Identify each line in the records below that contains the word "pencil", and copy those lines.

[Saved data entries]
::::

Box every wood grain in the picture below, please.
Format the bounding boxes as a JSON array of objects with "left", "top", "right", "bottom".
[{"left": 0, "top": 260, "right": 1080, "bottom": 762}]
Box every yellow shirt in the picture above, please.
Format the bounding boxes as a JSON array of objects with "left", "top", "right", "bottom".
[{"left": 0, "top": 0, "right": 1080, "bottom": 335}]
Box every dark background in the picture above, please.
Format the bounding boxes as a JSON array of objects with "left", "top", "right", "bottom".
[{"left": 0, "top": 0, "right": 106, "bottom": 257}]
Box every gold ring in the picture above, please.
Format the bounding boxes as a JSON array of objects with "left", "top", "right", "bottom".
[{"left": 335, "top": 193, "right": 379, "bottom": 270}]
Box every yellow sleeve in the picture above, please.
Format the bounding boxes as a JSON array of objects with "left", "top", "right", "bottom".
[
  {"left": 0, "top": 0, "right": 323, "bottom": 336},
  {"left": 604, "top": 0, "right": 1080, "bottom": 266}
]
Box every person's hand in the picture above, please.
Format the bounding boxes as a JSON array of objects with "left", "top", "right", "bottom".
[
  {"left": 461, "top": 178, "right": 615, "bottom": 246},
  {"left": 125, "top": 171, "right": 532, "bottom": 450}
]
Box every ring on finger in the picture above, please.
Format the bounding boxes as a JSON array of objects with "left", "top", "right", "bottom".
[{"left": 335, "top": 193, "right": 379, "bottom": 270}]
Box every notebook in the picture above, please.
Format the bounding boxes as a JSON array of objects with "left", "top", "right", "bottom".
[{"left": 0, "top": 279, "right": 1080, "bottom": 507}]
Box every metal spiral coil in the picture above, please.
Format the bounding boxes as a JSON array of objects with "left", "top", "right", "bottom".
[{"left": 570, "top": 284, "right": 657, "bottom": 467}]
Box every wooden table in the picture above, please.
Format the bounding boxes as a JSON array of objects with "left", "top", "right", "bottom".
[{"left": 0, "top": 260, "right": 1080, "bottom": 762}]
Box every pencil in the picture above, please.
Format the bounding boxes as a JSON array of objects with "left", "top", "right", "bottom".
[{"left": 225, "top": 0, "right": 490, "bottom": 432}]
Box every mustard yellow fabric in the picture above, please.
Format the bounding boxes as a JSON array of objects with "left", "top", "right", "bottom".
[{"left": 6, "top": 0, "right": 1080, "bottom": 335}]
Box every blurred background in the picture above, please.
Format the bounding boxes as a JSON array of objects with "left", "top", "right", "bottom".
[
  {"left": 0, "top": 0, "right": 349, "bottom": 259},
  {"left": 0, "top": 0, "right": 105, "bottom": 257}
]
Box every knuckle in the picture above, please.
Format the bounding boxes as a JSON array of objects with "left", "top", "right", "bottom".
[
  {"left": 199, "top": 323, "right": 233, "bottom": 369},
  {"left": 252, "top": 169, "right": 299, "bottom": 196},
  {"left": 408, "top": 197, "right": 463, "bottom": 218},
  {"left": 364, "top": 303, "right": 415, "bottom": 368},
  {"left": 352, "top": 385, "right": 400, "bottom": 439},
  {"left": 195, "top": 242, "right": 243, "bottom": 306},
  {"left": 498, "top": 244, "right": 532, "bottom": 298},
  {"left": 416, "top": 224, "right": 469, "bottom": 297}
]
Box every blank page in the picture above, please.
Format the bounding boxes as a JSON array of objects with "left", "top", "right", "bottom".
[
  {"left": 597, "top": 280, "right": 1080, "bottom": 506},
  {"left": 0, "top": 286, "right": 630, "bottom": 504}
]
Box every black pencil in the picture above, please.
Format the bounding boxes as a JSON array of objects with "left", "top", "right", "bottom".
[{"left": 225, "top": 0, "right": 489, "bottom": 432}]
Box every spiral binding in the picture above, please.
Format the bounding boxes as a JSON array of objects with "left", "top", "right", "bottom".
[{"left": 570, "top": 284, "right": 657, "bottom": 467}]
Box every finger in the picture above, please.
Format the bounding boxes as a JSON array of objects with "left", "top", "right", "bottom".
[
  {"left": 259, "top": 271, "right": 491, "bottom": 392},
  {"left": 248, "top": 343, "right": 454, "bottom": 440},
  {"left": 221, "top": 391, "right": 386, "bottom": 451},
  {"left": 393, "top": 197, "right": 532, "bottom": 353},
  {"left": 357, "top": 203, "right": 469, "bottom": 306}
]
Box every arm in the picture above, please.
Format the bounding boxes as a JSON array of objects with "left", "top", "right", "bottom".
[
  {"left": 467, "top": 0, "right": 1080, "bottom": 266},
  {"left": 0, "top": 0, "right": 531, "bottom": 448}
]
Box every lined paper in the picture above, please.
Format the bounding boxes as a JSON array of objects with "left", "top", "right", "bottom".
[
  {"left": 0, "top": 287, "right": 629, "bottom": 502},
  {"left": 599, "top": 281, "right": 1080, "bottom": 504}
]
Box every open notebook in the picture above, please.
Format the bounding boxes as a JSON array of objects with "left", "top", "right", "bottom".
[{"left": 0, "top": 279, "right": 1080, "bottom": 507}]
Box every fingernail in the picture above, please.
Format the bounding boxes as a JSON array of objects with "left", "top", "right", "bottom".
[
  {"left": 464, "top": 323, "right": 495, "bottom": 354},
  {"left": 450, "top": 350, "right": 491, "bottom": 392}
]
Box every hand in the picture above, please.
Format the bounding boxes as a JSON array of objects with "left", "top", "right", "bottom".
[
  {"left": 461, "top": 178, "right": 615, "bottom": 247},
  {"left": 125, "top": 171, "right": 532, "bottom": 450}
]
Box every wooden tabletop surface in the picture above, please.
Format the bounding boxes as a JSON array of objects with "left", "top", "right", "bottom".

::::

> **Answer below**
Box every pencil in the picture above, please.
Box every black pencil in the picture above, please.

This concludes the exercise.